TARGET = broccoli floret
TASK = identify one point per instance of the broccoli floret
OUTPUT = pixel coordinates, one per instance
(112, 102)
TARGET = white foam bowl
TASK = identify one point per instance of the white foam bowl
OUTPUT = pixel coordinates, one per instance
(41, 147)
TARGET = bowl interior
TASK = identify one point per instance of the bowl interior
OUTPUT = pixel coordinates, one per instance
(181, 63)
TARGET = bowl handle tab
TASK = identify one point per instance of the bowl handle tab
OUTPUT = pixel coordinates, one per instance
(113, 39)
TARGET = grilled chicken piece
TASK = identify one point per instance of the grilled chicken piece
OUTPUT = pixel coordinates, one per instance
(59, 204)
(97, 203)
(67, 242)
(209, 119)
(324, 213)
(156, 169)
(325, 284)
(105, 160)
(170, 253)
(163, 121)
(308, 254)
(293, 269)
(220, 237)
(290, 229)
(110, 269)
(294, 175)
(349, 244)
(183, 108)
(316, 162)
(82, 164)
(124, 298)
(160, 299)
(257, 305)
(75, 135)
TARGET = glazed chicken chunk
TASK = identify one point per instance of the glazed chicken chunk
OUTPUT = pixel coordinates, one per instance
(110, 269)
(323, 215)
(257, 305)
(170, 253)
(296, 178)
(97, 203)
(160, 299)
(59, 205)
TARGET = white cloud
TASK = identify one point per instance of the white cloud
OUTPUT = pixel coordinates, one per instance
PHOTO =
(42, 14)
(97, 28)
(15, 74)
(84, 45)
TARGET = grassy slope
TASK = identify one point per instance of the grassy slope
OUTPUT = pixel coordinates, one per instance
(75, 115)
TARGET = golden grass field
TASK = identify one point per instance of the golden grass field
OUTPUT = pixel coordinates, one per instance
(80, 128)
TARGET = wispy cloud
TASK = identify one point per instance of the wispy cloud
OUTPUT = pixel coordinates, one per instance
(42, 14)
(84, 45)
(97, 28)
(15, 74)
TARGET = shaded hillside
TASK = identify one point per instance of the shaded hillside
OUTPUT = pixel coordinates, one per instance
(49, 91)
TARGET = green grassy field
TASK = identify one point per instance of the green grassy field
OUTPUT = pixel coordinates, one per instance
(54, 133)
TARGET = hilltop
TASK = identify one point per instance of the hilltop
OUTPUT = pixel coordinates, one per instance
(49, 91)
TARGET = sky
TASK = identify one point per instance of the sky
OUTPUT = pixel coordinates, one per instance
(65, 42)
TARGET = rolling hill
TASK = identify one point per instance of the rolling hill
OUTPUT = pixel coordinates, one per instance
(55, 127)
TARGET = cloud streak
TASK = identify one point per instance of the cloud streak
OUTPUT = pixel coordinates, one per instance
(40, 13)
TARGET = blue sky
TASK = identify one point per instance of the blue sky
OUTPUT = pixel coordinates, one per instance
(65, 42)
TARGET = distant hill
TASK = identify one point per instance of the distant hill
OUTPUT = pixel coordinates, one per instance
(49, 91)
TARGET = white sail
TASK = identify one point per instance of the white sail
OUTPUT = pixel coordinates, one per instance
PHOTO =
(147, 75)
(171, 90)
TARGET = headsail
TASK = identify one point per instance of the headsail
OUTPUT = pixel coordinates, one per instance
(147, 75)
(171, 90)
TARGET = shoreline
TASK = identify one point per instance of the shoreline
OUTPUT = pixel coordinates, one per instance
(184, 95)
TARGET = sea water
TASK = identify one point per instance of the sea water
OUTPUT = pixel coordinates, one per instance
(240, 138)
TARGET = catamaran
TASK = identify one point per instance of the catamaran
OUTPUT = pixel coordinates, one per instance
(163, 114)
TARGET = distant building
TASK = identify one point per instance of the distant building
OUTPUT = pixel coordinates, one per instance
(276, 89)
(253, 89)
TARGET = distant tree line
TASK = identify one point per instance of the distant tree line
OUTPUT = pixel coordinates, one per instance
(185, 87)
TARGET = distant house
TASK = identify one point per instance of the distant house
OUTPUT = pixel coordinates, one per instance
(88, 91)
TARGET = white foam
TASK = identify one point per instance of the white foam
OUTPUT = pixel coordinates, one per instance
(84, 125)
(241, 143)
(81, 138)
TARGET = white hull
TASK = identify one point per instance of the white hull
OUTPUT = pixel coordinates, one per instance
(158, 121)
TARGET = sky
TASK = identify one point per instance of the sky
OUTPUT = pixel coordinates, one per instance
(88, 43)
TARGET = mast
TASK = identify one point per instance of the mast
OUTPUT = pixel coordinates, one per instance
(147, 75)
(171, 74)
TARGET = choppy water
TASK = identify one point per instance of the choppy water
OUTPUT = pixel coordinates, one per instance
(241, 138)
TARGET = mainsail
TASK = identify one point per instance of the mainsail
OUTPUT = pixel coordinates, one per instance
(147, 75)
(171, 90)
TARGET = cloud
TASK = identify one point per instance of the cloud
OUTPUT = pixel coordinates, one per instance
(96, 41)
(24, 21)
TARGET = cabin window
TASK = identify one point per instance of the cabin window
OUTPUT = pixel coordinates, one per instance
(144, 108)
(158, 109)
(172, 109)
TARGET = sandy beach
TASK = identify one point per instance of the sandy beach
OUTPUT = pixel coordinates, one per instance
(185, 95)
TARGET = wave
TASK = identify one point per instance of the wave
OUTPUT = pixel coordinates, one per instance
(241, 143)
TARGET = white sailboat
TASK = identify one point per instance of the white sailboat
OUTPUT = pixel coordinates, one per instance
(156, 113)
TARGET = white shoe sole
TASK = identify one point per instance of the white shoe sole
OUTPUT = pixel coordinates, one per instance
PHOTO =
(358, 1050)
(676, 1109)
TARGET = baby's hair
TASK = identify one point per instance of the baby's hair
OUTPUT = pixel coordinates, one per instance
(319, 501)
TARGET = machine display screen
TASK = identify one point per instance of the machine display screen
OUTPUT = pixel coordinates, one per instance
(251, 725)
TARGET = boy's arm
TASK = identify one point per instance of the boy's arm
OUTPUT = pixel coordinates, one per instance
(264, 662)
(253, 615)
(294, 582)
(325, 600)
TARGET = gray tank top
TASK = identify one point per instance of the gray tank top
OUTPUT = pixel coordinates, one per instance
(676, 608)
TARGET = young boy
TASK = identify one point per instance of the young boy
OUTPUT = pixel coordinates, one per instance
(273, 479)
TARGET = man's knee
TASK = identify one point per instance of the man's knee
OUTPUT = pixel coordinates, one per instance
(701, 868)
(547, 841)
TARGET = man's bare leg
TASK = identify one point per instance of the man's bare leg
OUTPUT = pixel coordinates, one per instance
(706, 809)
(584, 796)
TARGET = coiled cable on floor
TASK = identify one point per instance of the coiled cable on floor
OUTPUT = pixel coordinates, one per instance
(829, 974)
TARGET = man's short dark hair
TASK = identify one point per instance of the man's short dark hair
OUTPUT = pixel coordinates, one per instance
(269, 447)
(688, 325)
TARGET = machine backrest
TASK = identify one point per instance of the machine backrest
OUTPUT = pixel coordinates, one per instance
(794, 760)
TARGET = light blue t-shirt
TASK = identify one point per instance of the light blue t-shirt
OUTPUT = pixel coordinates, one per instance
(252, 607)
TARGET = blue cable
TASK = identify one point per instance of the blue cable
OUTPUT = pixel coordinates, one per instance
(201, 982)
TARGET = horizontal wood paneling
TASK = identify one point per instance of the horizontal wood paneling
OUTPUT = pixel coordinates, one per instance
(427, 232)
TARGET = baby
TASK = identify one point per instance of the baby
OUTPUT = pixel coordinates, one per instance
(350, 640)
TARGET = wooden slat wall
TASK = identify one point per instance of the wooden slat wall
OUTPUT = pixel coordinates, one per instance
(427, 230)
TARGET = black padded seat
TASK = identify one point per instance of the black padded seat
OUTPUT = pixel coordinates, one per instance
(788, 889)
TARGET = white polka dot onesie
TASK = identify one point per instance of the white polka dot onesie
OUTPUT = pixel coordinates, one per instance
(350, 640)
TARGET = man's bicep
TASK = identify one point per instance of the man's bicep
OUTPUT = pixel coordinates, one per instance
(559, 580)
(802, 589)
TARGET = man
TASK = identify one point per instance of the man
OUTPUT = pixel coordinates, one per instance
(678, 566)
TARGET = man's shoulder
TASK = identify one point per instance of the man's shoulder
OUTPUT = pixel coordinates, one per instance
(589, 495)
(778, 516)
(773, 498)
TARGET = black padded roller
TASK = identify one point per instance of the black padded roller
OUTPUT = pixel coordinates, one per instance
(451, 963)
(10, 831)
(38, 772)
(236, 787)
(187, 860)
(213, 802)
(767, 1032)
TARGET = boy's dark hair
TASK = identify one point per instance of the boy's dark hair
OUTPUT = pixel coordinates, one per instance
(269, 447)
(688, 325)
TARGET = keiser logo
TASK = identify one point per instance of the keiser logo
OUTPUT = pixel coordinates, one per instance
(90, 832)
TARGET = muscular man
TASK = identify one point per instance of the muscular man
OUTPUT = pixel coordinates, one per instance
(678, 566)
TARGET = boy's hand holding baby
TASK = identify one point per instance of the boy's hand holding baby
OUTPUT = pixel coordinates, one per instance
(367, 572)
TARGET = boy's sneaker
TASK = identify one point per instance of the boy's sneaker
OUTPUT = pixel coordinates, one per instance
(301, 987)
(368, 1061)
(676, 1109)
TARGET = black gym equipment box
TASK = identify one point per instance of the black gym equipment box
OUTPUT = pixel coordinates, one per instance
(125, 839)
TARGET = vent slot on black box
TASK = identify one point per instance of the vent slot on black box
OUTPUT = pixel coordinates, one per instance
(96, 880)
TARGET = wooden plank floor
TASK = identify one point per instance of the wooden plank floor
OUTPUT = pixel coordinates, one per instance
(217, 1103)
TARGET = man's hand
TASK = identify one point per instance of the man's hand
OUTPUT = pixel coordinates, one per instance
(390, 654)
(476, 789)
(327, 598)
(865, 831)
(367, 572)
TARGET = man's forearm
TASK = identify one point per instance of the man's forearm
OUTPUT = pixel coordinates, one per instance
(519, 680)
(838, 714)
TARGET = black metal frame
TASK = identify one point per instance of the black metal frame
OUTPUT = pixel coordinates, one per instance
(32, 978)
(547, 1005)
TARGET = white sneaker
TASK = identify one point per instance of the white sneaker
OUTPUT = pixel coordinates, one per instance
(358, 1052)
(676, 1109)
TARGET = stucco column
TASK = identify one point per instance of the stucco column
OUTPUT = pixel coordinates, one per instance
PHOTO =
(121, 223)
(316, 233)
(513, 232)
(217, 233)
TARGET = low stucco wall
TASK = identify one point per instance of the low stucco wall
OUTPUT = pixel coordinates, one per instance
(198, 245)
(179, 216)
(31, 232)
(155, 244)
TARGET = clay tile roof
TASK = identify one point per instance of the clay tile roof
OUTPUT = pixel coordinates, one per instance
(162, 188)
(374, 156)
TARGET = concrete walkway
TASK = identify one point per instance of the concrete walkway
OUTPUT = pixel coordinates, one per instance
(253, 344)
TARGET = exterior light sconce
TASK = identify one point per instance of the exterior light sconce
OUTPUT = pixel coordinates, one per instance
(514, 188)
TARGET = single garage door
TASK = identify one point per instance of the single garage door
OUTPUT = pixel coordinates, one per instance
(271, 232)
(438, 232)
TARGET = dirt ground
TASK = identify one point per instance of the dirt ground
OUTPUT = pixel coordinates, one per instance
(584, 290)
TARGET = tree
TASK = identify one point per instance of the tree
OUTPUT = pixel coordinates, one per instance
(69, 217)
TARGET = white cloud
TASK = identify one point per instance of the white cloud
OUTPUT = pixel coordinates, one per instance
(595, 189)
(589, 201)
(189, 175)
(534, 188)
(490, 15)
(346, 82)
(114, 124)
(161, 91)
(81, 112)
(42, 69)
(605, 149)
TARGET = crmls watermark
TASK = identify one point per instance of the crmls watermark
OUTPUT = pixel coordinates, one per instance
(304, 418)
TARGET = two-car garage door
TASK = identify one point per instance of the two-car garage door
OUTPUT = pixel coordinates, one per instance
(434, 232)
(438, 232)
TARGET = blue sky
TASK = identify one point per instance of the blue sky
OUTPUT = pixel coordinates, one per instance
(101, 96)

**EXERCISE DETAILS:** Each line above that contains the word "blue" should be counted, and only the total given.

**TASK OUTPUT:** 8